• [STATED GOAL]: Rewrite everything from the line containing "Compliance review item #7: evidence of side" down to the line containing "[0, 329, 1345, 896]", replacing "exact region" with "precise region" and leaving all else unchanged.

• [INPUT FOR THIS TASK]:

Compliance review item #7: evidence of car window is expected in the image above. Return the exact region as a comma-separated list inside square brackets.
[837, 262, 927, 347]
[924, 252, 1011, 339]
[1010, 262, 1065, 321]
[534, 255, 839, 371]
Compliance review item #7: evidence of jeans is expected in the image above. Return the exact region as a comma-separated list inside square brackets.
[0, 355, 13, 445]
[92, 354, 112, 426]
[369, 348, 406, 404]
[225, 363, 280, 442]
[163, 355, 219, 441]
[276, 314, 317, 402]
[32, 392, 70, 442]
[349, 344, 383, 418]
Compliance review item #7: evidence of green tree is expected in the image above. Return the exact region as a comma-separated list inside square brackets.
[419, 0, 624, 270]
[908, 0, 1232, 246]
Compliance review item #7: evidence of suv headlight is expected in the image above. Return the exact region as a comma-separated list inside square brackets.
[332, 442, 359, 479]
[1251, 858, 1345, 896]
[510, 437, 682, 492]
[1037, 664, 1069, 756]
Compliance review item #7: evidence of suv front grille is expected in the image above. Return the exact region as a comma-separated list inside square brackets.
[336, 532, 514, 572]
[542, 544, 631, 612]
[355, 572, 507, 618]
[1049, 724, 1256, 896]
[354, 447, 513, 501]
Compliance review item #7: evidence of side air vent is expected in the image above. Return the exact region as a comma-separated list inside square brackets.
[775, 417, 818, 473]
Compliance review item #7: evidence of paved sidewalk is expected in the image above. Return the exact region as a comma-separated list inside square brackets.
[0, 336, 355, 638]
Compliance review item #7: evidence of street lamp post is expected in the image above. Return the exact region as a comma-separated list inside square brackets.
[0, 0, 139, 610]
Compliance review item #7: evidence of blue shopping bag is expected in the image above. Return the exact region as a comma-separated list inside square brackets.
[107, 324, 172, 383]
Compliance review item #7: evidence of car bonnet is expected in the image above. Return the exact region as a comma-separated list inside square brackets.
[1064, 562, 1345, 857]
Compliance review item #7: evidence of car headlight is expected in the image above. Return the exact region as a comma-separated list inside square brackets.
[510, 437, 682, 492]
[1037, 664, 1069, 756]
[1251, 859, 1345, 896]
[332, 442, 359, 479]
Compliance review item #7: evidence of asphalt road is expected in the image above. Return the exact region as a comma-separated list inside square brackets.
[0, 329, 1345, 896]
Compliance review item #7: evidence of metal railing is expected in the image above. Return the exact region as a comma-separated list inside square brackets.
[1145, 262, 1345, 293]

• [RESPONSE TO THE TASK]:
Compliance review item #7: evidence of side air vent is expected in the image above. Return the precise region as a comma-separated list inside square brackets.
[775, 417, 818, 473]
Compliance review item #7: evidence of paved sidewalk is expected in the image above. Return the precise region as a comma-separated list inside square brackets.
[0, 336, 355, 638]
Compliance review item #7: evidence of street lamp post is expected in the image above. Return the precise region as a comma-separated list inside square brackets.
[0, 0, 139, 610]
Compliance review item #7: evidence of blue shopping bag is expected in the image above. Return the precise region as a comma-separated list inside square brackets.
[107, 324, 172, 383]
Compliance review item #7: evidence of car bonnet is expected in the image above. Return the precise region as a comma-separated list inside square brackets.
[1064, 562, 1345, 857]
Compliance review item #7: evidence of car headlight is expected in the image above. Return the precise region as a comma-separated list inside square brackets.
[510, 437, 682, 492]
[1037, 664, 1069, 756]
[1251, 859, 1345, 896]
[332, 442, 359, 479]
Compliance review item #7: evidence of asphalt road is expected in the image above. Return the precise region as a comma-separated list inside square brackets.
[0, 329, 1345, 896]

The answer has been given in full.